#### Try it
Make an exact transcription of the data below.
Top of Records shown
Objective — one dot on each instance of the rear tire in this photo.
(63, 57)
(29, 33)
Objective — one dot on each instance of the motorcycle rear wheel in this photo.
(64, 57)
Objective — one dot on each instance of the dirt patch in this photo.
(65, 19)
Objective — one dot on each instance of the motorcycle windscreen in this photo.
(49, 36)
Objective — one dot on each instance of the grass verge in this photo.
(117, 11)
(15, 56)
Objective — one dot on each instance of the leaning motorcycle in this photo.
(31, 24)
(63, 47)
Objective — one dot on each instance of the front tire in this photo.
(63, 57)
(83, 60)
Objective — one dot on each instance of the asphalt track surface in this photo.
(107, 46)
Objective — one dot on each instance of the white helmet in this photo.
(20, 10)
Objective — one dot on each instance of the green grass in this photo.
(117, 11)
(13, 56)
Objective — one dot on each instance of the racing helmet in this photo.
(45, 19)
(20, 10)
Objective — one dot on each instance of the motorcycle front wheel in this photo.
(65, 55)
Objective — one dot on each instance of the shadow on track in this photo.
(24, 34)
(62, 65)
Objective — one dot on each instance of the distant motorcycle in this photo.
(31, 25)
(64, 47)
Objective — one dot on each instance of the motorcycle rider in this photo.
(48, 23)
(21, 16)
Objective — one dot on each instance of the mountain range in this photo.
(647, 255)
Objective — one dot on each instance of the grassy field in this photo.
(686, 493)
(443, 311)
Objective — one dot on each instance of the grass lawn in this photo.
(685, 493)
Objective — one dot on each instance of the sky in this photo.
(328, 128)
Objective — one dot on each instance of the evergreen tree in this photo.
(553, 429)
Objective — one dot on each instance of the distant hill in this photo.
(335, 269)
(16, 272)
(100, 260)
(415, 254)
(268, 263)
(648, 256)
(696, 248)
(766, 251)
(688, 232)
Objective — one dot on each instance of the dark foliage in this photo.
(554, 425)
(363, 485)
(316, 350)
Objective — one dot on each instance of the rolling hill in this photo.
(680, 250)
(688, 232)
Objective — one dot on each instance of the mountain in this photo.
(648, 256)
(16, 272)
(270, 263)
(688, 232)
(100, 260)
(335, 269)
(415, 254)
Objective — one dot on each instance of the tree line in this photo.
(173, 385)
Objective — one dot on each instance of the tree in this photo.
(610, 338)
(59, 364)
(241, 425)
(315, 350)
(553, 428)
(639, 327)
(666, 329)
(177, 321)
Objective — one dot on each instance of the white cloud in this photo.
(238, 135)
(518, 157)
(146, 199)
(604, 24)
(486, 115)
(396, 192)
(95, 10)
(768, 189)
Bottom of Records shown
#### Answer space
Objective — one dot on each instance of the rear tire in this photo.
(63, 57)
(29, 33)
Objective — one dot on each instance of the motorcycle rear wheel in this photo.
(64, 57)
Objective — one dot on each instance of the dirt patch in this photo.
(65, 19)
Objective — one dot on each instance of the motorcycle windscreen in this photo.
(49, 36)
Objective — one dot on each instance of the grass verge in this photo.
(117, 11)
(15, 56)
Objective — one dot on each instance of the leaning motorcycle in this photo.
(31, 24)
(63, 47)
Objective — one dot on each instance of the front tire in this photo.
(63, 57)
(83, 60)
Objective — one dot on each instance of the asphalt track surface in this photo.
(107, 46)
Objective — one dot on each instance of the white helmet in this photo.
(20, 10)
Objective — one dot on each instance of the green grass in this photo.
(117, 11)
(13, 56)
Objective — one dot on each instance of the racing helmet in this photo.
(45, 19)
(20, 10)
Objective — one dot on each instance of the motorcycle front wheel in this photo.
(65, 55)
Objective — one dot on each instance of the shadow on track in this photo.
(24, 34)
(62, 65)
Objective — one dot on each instance of the distant motorcycle in this photo.
(31, 25)
(64, 47)
Objective — one dot on each instance of the motorcycle rider in this photo.
(48, 23)
(21, 16)
Objective — one dot on each instance of the mountain range in this photo.
(647, 255)
Objective — one dot on each instance of the grassy field in this photo.
(686, 493)
(443, 311)
Objective — one dot on each instance of the grass lawn in this photo.
(685, 493)
Objective — one dot on each instance of the sky in this photo.
(328, 128)
Objective — one dot on each instance of the evergreen tree in this photo.
(553, 429)
Objective — one dot on each instance of the distant hill in this photo.
(335, 269)
(16, 272)
(100, 260)
(415, 254)
(268, 263)
(648, 256)
(696, 248)
(766, 251)
(688, 232)
Objective — one dot on each instance of the dark foliage in this photo.
(554, 425)
(363, 485)
(316, 350)
Objective — one dot on each instance of the rolling hill in this photo.
(680, 250)
(688, 232)
Objective — one dot on each instance of the mountain in this photo.
(648, 256)
(16, 272)
(270, 263)
(688, 232)
(100, 260)
(335, 269)
(415, 254)
Objective — one dot on each instance of the tree line in this photo.
(173, 385)
Objective — one dot on each instance of the tree in this photo.
(610, 338)
(59, 364)
(241, 425)
(315, 350)
(553, 428)
(639, 327)
(666, 329)
(177, 321)
Objective — one dot on each instance of the white cloud in this photo.
(238, 135)
(518, 157)
(146, 199)
(604, 24)
(486, 115)
(396, 192)
(95, 10)
(768, 189)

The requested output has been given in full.